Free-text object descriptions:

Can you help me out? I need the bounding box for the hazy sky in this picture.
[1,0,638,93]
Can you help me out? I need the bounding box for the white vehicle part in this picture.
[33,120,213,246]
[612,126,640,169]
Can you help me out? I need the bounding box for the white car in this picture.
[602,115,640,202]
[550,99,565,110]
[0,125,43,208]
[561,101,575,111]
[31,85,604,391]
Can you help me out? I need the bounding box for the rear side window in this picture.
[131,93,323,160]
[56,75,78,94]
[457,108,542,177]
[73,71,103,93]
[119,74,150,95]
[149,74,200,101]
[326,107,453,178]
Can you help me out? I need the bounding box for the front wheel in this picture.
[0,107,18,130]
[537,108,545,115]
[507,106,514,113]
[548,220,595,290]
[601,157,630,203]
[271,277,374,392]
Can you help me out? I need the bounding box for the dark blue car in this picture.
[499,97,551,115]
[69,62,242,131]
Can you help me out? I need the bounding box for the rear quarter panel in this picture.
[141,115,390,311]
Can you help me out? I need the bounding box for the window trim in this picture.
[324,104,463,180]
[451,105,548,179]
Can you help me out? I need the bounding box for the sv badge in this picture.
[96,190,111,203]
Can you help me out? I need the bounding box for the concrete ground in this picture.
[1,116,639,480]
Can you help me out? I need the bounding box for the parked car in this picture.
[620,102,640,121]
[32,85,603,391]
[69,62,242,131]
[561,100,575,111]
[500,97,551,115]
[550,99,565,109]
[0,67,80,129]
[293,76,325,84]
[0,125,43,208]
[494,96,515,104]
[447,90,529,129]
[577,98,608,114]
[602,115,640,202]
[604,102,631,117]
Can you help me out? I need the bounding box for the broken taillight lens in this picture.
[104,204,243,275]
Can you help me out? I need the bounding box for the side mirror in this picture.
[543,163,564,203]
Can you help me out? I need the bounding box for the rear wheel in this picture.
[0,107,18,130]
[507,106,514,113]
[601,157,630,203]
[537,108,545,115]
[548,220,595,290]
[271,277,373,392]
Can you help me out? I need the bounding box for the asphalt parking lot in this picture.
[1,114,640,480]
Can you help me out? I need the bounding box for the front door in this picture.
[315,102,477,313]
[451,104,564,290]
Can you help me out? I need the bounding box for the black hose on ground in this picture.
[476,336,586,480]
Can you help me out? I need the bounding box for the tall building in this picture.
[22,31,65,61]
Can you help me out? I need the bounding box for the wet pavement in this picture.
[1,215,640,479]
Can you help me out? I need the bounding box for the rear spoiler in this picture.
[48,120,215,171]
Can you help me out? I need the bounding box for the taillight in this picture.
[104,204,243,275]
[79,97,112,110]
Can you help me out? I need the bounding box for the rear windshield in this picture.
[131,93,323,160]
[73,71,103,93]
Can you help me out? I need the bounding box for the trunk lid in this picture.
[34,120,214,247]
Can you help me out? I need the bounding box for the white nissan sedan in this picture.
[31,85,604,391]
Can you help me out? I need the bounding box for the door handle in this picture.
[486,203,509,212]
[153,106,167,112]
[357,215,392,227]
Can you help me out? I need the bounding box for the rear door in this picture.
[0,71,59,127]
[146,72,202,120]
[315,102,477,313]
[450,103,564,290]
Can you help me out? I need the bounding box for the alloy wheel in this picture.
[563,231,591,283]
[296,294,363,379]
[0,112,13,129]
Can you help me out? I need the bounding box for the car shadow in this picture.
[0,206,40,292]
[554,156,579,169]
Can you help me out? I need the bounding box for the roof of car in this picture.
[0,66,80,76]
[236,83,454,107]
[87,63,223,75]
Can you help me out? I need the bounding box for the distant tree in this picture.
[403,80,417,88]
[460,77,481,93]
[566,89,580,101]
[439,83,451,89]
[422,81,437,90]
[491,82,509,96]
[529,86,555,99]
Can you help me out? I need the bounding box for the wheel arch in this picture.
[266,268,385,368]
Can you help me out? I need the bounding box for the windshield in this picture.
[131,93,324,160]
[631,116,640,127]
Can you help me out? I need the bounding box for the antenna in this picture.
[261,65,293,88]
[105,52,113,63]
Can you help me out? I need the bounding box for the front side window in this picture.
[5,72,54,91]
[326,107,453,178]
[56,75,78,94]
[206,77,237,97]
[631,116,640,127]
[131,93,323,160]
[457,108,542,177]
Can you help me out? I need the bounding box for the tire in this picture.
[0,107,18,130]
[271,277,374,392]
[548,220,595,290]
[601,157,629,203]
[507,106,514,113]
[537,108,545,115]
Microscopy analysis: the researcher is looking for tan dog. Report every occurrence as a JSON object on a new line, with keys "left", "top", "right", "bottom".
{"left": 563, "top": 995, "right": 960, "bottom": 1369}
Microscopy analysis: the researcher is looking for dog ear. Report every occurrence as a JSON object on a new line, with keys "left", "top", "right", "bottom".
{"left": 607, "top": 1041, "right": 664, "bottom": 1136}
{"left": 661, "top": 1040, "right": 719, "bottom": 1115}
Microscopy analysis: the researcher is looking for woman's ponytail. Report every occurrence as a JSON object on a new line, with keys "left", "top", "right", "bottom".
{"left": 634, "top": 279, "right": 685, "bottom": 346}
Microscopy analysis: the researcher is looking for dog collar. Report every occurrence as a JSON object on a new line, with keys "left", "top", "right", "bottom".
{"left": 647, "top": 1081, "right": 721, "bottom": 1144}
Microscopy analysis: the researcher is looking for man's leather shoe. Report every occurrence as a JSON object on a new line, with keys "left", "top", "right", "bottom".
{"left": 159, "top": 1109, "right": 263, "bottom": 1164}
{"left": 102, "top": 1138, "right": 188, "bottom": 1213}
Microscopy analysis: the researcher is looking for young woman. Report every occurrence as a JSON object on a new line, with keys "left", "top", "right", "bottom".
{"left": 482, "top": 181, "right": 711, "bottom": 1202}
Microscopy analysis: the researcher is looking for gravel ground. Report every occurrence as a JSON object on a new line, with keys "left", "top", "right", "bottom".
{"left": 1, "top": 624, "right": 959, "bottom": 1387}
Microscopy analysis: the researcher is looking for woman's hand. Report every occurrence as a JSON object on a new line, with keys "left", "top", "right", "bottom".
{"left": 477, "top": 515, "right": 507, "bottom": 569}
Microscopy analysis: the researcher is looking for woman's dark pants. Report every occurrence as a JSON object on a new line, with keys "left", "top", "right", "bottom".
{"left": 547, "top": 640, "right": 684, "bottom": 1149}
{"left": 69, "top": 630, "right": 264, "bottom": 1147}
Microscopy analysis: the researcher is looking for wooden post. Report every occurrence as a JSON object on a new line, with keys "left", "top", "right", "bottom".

▶ [TASK ITEM]
Your task is to reproduce each entry exactly.

▶ [OUTPUT OF THE EXERCISE]
Can you help me out? I need the bounding box for the hazy sky in this picture.
[1,0,638,93]
Can you help me out? I need the bounding box for the white vehicle part in this picture.
[33,120,213,246]
[612,126,640,169]
Can you help me out? I need the bounding box for the white car in this picture.
[602,115,640,202]
[550,99,565,110]
[0,125,43,208]
[561,101,575,111]
[31,85,604,391]
Can you help me out? I need the bounding box for the rear side window in this picture.
[131,93,323,160]
[56,75,78,94]
[457,108,542,177]
[73,71,103,93]
[119,74,150,95]
[149,74,200,101]
[326,107,453,178]
Can you help me out? I need the bounding box for the front wheel in this picture.
[0,107,18,130]
[537,108,545,115]
[507,106,514,113]
[548,220,595,290]
[601,157,630,203]
[271,277,374,392]
Can you help me out? I need the bounding box for the dark blue car in this picture.
[499,97,551,115]
[69,62,242,131]
Can you help me out? I need the bounding box for the rear quarter panel in this picture.
[141,115,390,311]
Can you help me out? I need the bounding box for the window trim in this picture.
[324,104,463,180]
[451,105,548,179]
Can you help me out? I need the bounding box for the sv badge in this picture.
[96,190,111,203]
Can you help me out? I need the bounding box for the concrete ground in this picture.
[1,116,639,480]
Can you help me out? I need the bounding box for the parked car in this picture.
[620,102,640,121]
[32,85,603,391]
[69,62,242,131]
[561,100,575,111]
[500,97,551,115]
[550,99,565,109]
[0,67,80,129]
[293,76,325,84]
[0,125,43,208]
[494,96,515,104]
[447,90,529,129]
[577,98,608,114]
[602,115,640,202]
[604,102,631,117]
Can you help me out? I need the bounding box for the broken taillight lens in this picture.
[104,204,243,275]
Can you help me out? I need the bounding box for the side mirror in this picture.
[543,163,564,203]
Can you help me out? I need the bounding box for the rear wheel in this picture.
[0,107,18,130]
[507,106,514,113]
[601,157,630,203]
[537,108,545,115]
[548,220,595,290]
[271,277,373,392]
Can you help me out? I need the bounding box for the asphalt parking lot in this picture.
[1,114,640,480]
Can you help me out? I need the bounding box for the front door in this picture.
[315,102,477,313]
[451,104,564,290]
Can you help me out? I need the bounding box for the black hose on ground in this picture.
[476,336,586,480]
Can you help me out? I need the bounding box for the tall building in this picture.
[22,31,65,61]
Can you help me out? I need the bounding box for the wet pavement in this picture.
[1,215,640,479]
Can you help me out? I need the bounding box for the rear spoiler in this picture.
[48,120,215,171]
Can you help me out? I need the bounding box for the taillight in this picture.
[104,204,243,275]
[79,97,112,110]
Can you help me out? I need the bounding box for the rear windshield in this picture.
[131,93,323,160]
[73,71,103,93]
Can you help me out? I need the bounding box for the trunk lid in this picture.
[34,120,214,247]
Can you help me out? I need the bounding box for the white nissan sedan in this picture.
[31,85,604,391]
Can you help me out? I need the bounding box for the door handle in this picture.
[486,203,509,212]
[153,106,167,112]
[357,215,392,227]
Can you help me out? I need the bounding box for the rear door in this picture.
[0,71,59,127]
[146,72,202,120]
[315,102,477,313]
[450,103,564,290]
Can you help me out? I need the bounding box for the alloy wheel in this picture.
[563,231,591,283]
[296,294,363,379]
[0,112,13,129]
Can you help me out? I need the bounding box for the car shadow in this picture.
[0,206,40,292]
[554,156,579,169]
Can you help me out? I need the bounding box for the roof of car in this picture.
[0,66,80,76]
[236,83,454,107]
[87,63,223,75]
Can you help me out? I need the bounding box for the distant tree in this picture.
[403,80,417,88]
[460,77,481,93]
[566,89,580,101]
[439,83,451,89]
[422,81,437,90]
[491,82,509,96]
[529,86,555,99]
Can you help me out? I need the bounding box for the wheel arch in this picture.
[266,268,385,368]
Can you help me out? I need the bounding box for the windshield in this picture.
[131,93,324,160]
[631,116,640,127]
Can you help me out? I need the bounding box for the antenna in this picture.
[261,65,293,88]
[105,52,113,63]
Can you help me out? I need the bounding box for the front side window in this picture.
[5,72,54,91]
[326,107,453,178]
[56,75,78,94]
[206,77,237,97]
[631,116,640,127]
[131,93,323,160]
[457,108,542,177]
Can you help me out? I need the bounding box for the tire in this picture.
[0,107,18,130]
[271,277,374,392]
[548,220,595,290]
[601,157,629,203]
[507,106,514,113]
[537,108,545,115]
Microscopy analysis: the researcher is looking for tan dog. Report every occurrence as a JSON object on a new line, with keys "left", "top", "right", "bottom".
{"left": 563, "top": 995, "right": 960, "bottom": 1369}
Microscopy analysis: the researcher is looking for dog ear. Report every occurrence as a JSON object on a new line, with keys "left", "top", "right", "bottom".
{"left": 607, "top": 1041, "right": 664, "bottom": 1136}
{"left": 661, "top": 1040, "right": 719, "bottom": 1115}
Microscopy analysis: the researcher is looking for woman's ponytail. Report every occurrence as a JSON object on a new line, with keys "left", "top", "right", "bottom".
{"left": 634, "top": 279, "right": 685, "bottom": 346}
Microscopy analysis: the researcher is looking for dog collar. Report every occurrence as a JSON object on a new line, with keys "left", "top", "right", "bottom".
{"left": 647, "top": 1081, "right": 721, "bottom": 1144}
Microscopy analysis: the researcher is looking for man's leather shoe. Report every occurrence as a JSON object on a new line, with keys "left", "top", "right", "bottom".
{"left": 159, "top": 1109, "right": 263, "bottom": 1164}
{"left": 102, "top": 1138, "right": 188, "bottom": 1213}
Microscopy analysis: the researcher is looking for young woman. Report every occurrence as a JSON object on a new line, with keys "left", "top", "right", "bottom".
{"left": 482, "top": 181, "right": 711, "bottom": 1202}
Microscopy analysis: the researcher is looking for gravel ground. Report every occurrence as a JSON object on a new line, with keys "left", "top", "right", "bottom".
{"left": 1, "top": 624, "right": 959, "bottom": 1387}
Microscopy analysis: the researcher is looking for woman's hand. Report every occurrence as a JSON object on a new line, with keys "left", "top", "right", "bottom".
{"left": 477, "top": 515, "right": 507, "bottom": 569}
Microscopy analysis: the researcher is looking for woman's dark pants. Report every occurrence as a JSON object on a new line, with keys "left", "top", "right", "bottom".
{"left": 547, "top": 640, "right": 684, "bottom": 1149}
{"left": 69, "top": 630, "right": 264, "bottom": 1147}
Microscopy analysis: the researcher is looking for wooden post. Report every occurrence as a JSON object on a new line, with keys "left", "top", "right", "bottom".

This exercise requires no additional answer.